[Extracted data entries]
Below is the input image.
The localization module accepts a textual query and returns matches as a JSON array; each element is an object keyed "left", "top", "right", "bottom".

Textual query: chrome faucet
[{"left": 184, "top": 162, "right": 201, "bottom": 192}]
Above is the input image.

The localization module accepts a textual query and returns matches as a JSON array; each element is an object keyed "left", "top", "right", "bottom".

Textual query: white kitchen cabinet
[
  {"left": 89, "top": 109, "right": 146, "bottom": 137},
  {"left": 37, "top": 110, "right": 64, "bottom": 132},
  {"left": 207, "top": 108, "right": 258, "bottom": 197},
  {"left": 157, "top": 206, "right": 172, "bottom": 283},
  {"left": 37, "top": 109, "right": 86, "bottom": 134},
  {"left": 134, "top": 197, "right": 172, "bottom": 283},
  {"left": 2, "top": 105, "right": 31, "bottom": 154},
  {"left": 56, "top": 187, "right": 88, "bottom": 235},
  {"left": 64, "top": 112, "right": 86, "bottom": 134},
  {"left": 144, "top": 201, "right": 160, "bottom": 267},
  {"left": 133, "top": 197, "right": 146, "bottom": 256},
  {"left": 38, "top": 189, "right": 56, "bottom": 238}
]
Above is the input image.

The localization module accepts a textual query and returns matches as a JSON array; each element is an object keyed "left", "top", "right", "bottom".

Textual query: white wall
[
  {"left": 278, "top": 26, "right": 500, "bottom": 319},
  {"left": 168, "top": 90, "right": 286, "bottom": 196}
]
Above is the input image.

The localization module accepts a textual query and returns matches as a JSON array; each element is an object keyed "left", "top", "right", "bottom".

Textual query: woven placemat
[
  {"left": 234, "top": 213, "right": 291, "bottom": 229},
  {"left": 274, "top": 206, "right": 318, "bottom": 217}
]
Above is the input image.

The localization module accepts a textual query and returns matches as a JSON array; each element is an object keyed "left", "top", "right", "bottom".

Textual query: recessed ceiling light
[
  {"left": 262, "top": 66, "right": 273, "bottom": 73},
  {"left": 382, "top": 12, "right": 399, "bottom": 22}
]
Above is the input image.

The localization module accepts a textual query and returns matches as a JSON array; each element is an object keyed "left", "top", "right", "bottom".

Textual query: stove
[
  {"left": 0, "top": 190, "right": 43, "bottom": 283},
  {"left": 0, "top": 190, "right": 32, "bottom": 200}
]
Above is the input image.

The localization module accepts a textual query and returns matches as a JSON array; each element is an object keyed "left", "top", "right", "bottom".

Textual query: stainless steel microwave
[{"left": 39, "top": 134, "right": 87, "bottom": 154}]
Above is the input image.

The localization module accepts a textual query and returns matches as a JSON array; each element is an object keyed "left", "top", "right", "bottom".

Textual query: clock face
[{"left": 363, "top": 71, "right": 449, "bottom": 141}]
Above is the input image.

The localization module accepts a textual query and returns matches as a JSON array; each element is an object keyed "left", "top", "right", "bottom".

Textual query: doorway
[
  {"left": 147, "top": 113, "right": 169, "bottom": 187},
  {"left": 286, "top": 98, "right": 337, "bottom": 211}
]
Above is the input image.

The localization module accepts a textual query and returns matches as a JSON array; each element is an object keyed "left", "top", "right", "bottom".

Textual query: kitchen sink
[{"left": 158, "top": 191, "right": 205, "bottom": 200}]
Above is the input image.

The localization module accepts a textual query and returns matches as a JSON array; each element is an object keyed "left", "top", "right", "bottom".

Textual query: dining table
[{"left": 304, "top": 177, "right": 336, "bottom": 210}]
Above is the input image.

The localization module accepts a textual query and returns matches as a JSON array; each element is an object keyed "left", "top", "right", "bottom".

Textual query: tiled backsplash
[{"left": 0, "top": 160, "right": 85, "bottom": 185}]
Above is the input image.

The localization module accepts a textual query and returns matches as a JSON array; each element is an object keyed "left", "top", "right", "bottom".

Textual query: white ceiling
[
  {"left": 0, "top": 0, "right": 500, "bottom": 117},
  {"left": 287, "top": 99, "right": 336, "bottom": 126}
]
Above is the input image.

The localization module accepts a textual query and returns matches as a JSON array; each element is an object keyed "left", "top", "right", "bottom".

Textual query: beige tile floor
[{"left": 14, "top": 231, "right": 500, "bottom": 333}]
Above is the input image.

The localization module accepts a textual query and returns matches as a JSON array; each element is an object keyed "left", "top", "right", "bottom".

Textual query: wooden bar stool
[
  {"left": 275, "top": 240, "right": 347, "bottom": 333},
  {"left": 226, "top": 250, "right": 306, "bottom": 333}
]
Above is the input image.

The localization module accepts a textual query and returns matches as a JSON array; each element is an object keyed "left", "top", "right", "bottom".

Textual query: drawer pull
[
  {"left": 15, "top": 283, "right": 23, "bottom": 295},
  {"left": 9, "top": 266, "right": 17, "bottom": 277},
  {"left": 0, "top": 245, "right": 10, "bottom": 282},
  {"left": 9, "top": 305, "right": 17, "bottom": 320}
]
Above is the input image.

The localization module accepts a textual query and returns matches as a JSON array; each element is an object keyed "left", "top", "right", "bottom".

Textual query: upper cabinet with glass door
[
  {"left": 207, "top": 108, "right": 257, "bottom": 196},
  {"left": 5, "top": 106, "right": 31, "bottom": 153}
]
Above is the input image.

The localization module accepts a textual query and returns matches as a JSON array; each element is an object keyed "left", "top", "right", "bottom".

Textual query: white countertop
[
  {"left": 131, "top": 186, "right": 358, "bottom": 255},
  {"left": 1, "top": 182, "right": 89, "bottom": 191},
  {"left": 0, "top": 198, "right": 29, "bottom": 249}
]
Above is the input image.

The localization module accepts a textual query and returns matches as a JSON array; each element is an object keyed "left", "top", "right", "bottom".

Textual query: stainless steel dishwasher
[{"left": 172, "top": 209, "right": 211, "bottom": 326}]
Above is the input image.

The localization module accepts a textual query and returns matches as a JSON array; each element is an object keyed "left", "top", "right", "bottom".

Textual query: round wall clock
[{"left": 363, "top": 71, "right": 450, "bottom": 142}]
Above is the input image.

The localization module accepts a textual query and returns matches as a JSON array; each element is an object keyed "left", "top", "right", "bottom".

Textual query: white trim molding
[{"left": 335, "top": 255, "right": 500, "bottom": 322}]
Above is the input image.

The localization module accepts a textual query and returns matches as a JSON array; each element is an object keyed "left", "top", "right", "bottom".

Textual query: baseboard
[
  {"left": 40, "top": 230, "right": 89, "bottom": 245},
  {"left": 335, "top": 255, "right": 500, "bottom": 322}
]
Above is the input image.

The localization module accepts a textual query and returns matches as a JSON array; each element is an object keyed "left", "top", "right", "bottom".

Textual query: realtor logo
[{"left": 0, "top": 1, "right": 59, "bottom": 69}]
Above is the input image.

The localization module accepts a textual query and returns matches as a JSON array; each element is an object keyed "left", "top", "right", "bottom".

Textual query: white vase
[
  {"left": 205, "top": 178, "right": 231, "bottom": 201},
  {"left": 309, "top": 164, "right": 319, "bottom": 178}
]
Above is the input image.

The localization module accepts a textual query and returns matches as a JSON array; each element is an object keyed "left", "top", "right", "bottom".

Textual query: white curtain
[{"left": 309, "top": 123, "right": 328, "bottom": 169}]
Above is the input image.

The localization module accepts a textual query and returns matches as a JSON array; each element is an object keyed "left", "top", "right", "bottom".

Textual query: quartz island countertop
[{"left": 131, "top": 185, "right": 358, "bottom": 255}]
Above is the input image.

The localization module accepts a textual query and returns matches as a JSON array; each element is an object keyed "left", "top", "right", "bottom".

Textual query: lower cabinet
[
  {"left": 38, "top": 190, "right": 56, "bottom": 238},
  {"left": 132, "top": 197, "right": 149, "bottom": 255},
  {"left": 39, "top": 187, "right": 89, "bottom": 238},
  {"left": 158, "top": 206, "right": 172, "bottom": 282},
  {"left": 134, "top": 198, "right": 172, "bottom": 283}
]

Written exercise — Your task is to repeat the data exactly, with nothing left out.

Task response —
Below is the input image.
The localization module accepts a textual query and returns matches as a JSON array; each element is an object keyed "left", "top", "right", "bottom".

Textual query: chrome faucet
[{"left": 184, "top": 162, "right": 201, "bottom": 192}]
Above is the input image.

The localization module accepts a textual query and returns matches as a JSON array; each element is an object keyed "left", "top", "right", "bottom".

Textual query: white kitchen cabinet
[
  {"left": 89, "top": 109, "right": 146, "bottom": 137},
  {"left": 37, "top": 110, "right": 64, "bottom": 132},
  {"left": 207, "top": 108, "right": 258, "bottom": 197},
  {"left": 157, "top": 206, "right": 172, "bottom": 283},
  {"left": 37, "top": 109, "right": 86, "bottom": 134},
  {"left": 134, "top": 197, "right": 172, "bottom": 283},
  {"left": 2, "top": 105, "right": 31, "bottom": 154},
  {"left": 56, "top": 187, "right": 88, "bottom": 235},
  {"left": 64, "top": 112, "right": 86, "bottom": 134},
  {"left": 144, "top": 201, "right": 160, "bottom": 267},
  {"left": 133, "top": 197, "right": 146, "bottom": 256},
  {"left": 38, "top": 189, "right": 56, "bottom": 238}
]
Above is the input image.

The localization module accepts a textual query and returns matches as a JSON array; each element is an object keyed "left", "top", "right", "bottom".

Textual query: white wall
[
  {"left": 278, "top": 26, "right": 500, "bottom": 319},
  {"left": 168, "top": 90, "right": 286, "bottom": 196}
]
Above is the input image.

The localization module accepts a textual query and returns matches as a JSON array; each element is an object keyed "left", "top", "right", "bottom".

Textual query: woven placemat
[
  {"left": 234, "top": 213, "right": 291, "bottom": 229},
  {"left": 274, "top": 206, "right": 318, "bottom": 217}
]
Above is the input image.

The localization module accepts a textual query and returns matches as a JSON array; each element is an object keyed "left", "top", "right", "bottom".

Textual query: recessed ceiling light
[
  {"left": 262, "top": 66, "right": 273, "bottom": 73},
  {"left": 382, "top": 12, "right": 399, "bottom": 22}
]
Above is the input image.

The localization module accepts a textual query and returns matches as a JSON array; each element is an object keyed "left", "top", "right", "bottom".

Textual query: stove
[
  {"left": 0, "top": 190, "right": 43, "bottom": 283},
  {"left": 0, "top": 190, "right": 32, "bottom": 200}
]
Above is the input image.

The localization module accepts a textual query and returns matches as a JSON array; each element is an object keyed "left", "top", "right", "bottom".

Textual query: stainless steel microwave
[{"left": 39, "top": 134, "right": 87, "bottom": 154}]
Above is the input image.

The localization module accepts a textual query and returns matches as a JSON array; each element is an object keyed "left", "top", "right", "bottom".

Textual query: clock face
[{"left": 363, "top": 71, "right": 449, "bottom": 141}]
Above is the input image.

The localization module accepts a textual query and returns matches as a JSON array; each element is an object keyed "left", "top", "right", "bottom".

Textual query: doorway
[
  {"left": 147, "top": 113, "right": 169, "bottom": 187},
  {"left": 286, "top": 98, "right": 337, "bottom": 211}
]
Above is the input image.

The localization module accepts a textual query and returns matches as a JSON array; each element is an object keyed "left", "top", "right", "bottom".

Textual query: kitchen sink
[{"left": 158, "top": 191, "right": 205, "bottom": 200}]
Above is the input image.

The localization module accepts a textual query and returns matches as a JSON array; each element is an object keyed "left", "top", "right", "bottom".

Textual query: dining table
[{"left": 304, "top": 177, "right": 336, "bottom": 210}]
Above is the input image.

The localization module accepts a textual query and returns matches as a JSON array; each element is an object keyed "left", "top", "right", "bottom".

Textual query: tiled backsplash
[{"left": 0, "top": 160, "right": 85, "bottom": 185}]
Above is the input image.

The localization module accepts a textual query and returns matches as a JSON array; each element is an object keyed "left", "top", "right", "bottom".

Textual query: white ceiling
[
  {"left": 0, "top": 0, "right": 500, "bottom": 117},
  {"left": 287, "top": 99, "right": 336, "bottom": 126}
]
Above is the input image.

The localization module accepts a textual query and returns matches as a JSON array; each element is an object keyed "left", "top", "right", "bottom".

Textual query: beige tile floor
[{"left": 14, "top": 231, "right": 500, "bottom": 333}]
Above is the input image.

The localization module accepts a textual query and returns matches as a JSON array; each element is an object keyed "left", "top", "right", "bottom".

Textual query: wooden bar stool
[
  {"left": 275, "top": 240, "right": 347, "bottom": 333},
  {"left": 226, "top": 250, "right": 306, "bottom": 333}
]
Above is the input image.

The localization module accepts a textual query and returns matches as a JSON array; each element is an object keyed "left", "top", "right", "bottom".

Textual query: drawer pull
[
  {"left": 15, "top": 283, "right": 23, "bottom": 295},
  {"left": 9, "top": 266, "right": 17, "bottom": 277},
  {"left": 0, "top": 245, "right": 10, "bottom": 282},
  {"left": 9, "top": 305, "right": 17, "bottom": 320}
]
Above is the input image.

The localization module accepts a textual query and returns matches as a JSON array; each element is an object keyed "left", "top", "right", "bottom".

Textual query: upper cabinet with glass door
[
  {"left": 207, "top": 108, "right": 257, "bottom": 196},
  {"left": 5, "top": 106, "right": 31, "bottom": 153}
]
Above is the input image.

The localization module accepts a textual query and returns matches as a JSON array; each element is an object keyed "left", "top", "right", "bottom".

Textual query: white countertop
[
  {"left": 131, "top": 186, "right": 358, "bottom": 255},
  {"left": 1, "top": 182, "right": 89, "bottom": 191},
  {"left": 0, "top": 198, "right": 29, "bottom": 249}
]
Above is the input image.

The localization module accepts a textual query and returns matches as a JSON array; each element is an object keyed "left", "top", "right", "bottom".

Textual query: stainless steel dishwasher
[{"left": 172, "top": 209, "right": 211, "bottom": 326}]
Above is the input image.

The localization module accepts a textual query and returns matches as a JSON array; each element is an object keyed "left", "top", "right", "bottom".

Textual query: round wall clock
[{"left": 363, "top": 71, "right": 450, "bottom": 142}]
Above is the input image.

The localization module accepts a textual query and returns matches as a JSON array; each element is an object keyed "left", "top", "right", "bottom".

Textual query: white trim molding
[{"left": 335, "top": 255, "right": 500, "bottom": 322}]
Above is the input image.

The localization module accepts a textual query and returns matches as a JSON array; each element is an object keyed "left", "top", "right", "bottom".

Textual query: baseboard
[
  {"left": 40, "top": 230, "right": 89, "bottom": 245},
  {"left": 335, "top": 255, "right": 500, "bottom": 322}
]
Above is the input image.

The localization module accepts a textual query and returns matches as a JSON array; each element is an object keyed "left", "top", "right", "bottom".

Textual query: realtor logo
[{"left": 0, "top": 1, "right": 59, "bottom": 69}]
Above is the input image.

The localization module accepts a textual query and returns matches as a JSON array; each element is an object keyed "left", "top", "right", "bottom".

Textual query: white vase
[
  {"left": 205, "top": 178, "right": 231, "bottom": 201},
  {"left": 309, "top": 164, "right": 319, "bottom": 178}
]
Above is the input image.

The localization module accepts a textual query and returns matches as a JSON array; each element is an object keyed "left", "top", "right", "bottom".

Textual query: white curtain
[{"left": 309, "top": 123, "right": 328, "bottom": 169}]
Above is the input image.

The localization module accepts a textual query and returns matches as a JSON array; each element is an object keyed "left", "top", "right", "bottom".

Textual query: quartz island countertop
[{"left": 131, "top": 185, "right": 358, "bottom": 255}]
Above is the input image.

The localization module accepts a textual query and returns matches as a JSON array; each element is an object keyed "left", "top", "right", "bottom".

Textual query: lower cabinet
[
  {"left": 38, "top": 190, "right": 56, "bottom": 238},
  {"left": 132, "top": 197, "right": 149, "bottom": 255},
  {"left": 39, "top": 187, "right": 89, "bottom": 238},
  {"left": 158, "top": 206, "right": 172, "bottom": 282},
  {"left": 134, "top": 198, "right": 172, "bottom": 283}
]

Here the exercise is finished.